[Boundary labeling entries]
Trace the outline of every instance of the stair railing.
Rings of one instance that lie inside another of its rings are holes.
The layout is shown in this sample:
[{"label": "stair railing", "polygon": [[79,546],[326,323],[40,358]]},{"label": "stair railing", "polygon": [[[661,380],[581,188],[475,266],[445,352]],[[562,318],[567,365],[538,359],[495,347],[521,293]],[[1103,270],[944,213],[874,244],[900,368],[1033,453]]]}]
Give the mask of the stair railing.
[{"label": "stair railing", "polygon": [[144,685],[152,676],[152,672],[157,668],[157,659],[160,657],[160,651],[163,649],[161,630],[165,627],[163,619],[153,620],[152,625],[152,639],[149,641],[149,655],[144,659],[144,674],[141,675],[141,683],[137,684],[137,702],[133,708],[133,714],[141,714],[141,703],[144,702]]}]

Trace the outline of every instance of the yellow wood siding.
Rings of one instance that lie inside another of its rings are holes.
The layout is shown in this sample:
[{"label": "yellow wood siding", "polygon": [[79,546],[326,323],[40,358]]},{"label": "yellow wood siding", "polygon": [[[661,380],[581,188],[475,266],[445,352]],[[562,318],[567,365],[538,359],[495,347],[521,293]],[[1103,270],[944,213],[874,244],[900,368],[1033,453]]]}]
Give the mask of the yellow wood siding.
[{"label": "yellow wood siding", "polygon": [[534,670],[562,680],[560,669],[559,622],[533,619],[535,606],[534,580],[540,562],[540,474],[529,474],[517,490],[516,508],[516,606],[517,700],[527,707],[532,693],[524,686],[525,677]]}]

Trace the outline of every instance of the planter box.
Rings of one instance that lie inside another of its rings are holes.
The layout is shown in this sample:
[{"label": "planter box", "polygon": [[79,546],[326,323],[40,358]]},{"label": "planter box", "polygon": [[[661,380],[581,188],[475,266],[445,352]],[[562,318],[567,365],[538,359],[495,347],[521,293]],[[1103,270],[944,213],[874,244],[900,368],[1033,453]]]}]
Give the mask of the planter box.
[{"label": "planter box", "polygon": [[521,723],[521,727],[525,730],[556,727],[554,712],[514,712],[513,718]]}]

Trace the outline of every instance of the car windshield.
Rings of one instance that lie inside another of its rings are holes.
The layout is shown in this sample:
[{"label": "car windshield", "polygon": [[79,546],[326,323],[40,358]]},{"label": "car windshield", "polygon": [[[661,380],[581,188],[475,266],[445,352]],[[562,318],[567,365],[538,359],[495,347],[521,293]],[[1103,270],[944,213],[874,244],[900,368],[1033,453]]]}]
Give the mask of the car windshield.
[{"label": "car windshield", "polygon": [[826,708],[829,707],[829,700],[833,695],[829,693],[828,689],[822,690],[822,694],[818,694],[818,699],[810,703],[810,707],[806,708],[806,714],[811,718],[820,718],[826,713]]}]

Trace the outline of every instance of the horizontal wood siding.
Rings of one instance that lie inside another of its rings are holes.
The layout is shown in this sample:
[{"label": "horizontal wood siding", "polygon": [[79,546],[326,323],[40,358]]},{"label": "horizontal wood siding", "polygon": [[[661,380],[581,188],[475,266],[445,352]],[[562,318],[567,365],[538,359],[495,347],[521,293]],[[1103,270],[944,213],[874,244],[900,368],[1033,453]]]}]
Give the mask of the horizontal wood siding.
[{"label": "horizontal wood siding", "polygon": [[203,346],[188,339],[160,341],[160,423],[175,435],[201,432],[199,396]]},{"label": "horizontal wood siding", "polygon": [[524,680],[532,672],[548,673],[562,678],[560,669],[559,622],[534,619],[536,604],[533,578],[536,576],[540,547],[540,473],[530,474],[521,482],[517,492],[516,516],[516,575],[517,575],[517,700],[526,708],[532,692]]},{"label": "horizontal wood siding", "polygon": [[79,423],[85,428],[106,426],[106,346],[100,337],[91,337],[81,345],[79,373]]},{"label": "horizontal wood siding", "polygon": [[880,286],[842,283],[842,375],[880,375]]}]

- **Exercise requirements**
Rewrite the lines starting at the one that has "Trace the outline of every instance of the horizontal" and stopping after the one that has "Give the mask of the horizontal wood siding.", with "horizontal" replaced by "vertical" and nothing else altered.

- **Solution for this exercise**
Trace the outline of every instance of the vertical wood siding.
Rings of one instance that lie inside another of its rings are holes.
The layout is shown in this sample:
[{"label": "vertical wood siding", "polygon": [[79,546],[326,323],[40,358]]},{"label": "vertical wood siding", "polygon": [[[661,380],[581,188],[475,266],[445,352]],[[562,318],[567,365],[538,359],[495,347],[521,293]],[[1103,270],[944,213],[874,244],[900,368],[1033,453]]]}]
Give the mask of the vertical wood siding.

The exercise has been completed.